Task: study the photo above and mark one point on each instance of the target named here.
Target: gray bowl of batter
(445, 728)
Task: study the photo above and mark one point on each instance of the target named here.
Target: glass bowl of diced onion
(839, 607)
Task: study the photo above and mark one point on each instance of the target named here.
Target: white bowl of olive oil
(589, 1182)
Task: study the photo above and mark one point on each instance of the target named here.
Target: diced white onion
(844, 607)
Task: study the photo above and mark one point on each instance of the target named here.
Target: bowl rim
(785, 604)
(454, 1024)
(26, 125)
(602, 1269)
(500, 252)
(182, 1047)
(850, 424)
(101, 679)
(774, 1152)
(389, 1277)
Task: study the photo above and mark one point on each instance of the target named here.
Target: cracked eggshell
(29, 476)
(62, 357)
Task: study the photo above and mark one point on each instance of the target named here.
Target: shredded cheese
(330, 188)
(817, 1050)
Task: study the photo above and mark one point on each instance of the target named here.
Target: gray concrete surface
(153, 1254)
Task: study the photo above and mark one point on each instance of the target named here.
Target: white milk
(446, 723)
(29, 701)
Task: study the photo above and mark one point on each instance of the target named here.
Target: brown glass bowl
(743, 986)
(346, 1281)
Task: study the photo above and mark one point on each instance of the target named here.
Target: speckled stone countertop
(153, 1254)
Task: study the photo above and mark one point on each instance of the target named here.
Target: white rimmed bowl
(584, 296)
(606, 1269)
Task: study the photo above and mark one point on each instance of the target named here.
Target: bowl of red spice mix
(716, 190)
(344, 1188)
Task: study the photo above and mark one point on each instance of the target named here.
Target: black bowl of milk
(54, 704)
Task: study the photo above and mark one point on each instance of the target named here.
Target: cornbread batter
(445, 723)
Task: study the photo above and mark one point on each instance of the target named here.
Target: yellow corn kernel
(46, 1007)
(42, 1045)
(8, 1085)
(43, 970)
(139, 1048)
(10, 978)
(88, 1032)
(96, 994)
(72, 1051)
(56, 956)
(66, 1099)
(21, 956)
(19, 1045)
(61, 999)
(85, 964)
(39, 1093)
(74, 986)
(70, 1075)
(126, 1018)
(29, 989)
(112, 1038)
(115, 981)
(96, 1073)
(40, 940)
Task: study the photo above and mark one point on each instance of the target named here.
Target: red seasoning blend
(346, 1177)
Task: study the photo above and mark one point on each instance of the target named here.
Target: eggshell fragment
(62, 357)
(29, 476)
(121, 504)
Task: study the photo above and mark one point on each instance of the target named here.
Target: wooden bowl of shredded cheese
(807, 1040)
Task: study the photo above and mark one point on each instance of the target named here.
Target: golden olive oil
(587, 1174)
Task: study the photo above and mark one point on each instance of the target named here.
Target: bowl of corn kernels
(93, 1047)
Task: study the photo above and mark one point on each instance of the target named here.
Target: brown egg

Work required
Print all of the lines above again, word for word and unchanged.

Correct output
Task: study the photo above and mark one point on each instance of the target named here.
Target: gray bowl of batter
(445, 728)
Task: study the photo above and mark one point on each instance of the target named here.
Target: glass bowl of diced onion
(839, 607)
Task: study the photo above and mark one point on each instance of the target named here.
Target: white bowl of olive oil
(589, 1182)
Task: study the photo above and mark one point on each instance of the target named here.
Target: diced white onion
(844, 607)
Task: study the photo above and mark one point on each instance of the target named here.
Target: bowl rim
(785, 604)
(454, 1024)
(26, 125)
(602, 1269)
(500, 252)
(182, 1047)
(850, 424)
(101, 679)
(774, 1152)
(389, 1277)
Task: study the photo above and mark one point on each instance of the target named here.
Target: cracked eggshell
(29, 476)
(62, 357)
Task: study the photo above and mark one point on each instance of the target named here.
Target: shredded cheese
(330, 188)
(817, 1050)
Task: study the photo above and mark one point on each instance of the target named here.
Target: gray concrete surface
(153, 1254)
Task: study the photo above and mark one point on each instance of the target named here.
Target: white milk
(446, 723)
(29, 701)
Task: study the photo above and mark one point on each instance of the target named here.
Target: brown glass bowl
(743, 986)
(346, 1281)
Task: study the photo above and mark one point on each instance of the target named here.
Target: speckled stone countertop
(153, 1254)
Task: study the photo above and mark one point on each instance of the target named here.
Target: white rimmed bowl
(584, 296)
(606, 1269)
Task: study the photo above and mark one point on each instance of the target named here.
Target: bowl of red spice mix
(716, 190)
(344, 1188)
Task: study the photo above and mark one point on each instance of the target named here.
Target: black bowl of milk
(54, 704)
Task: study the photo above and mark one point on each instance of the target named here.
Target: cornbread batter
(445, 723)
Task: study the photo above and mark one point on each instance of the target named here.
Target: yellow corn kernel
(46, 1007)
(42, 1045)
(8, 1085)
(43, 970)
(139, 1048)
(10, 978)
(88, 1032)
(96, 994)
(72, 1051)
(56, 956)
(66, 1099)
(21, 956)
(19, 1045)
(61, 999)
(85, 964)
(39, 1093)
(74, 986)
(70, 1075)
(126, 1018)
(29, 989)
(112, 1038)
(115, 981)
(96, 1073)
(40, 940)
Task: study the photo above and mark one point on each instance of the target named here.
Target: red seasoning blend
(346, 1177)
Task: study the photo above and mark one point on each instance of the target named here.
Target: eggshell fragment
(62, 357)
(29, 476)
(121, 504)
Task: study the photo above and mark one point on each instance of the target named here.
Target: wooden bowl of shredded cheese
(807, 1040)
Task: study the photo above and mark one point on each instance of the target named here.
Target: golden olive oil
(587, 1174)
Task: study the photo above and mark one point on each instance of the target named here.
Target: bowl of corn kernels
(93, 1047)
Task: study the photo above and mark one point on each instance of the target named here.
Target: brown egg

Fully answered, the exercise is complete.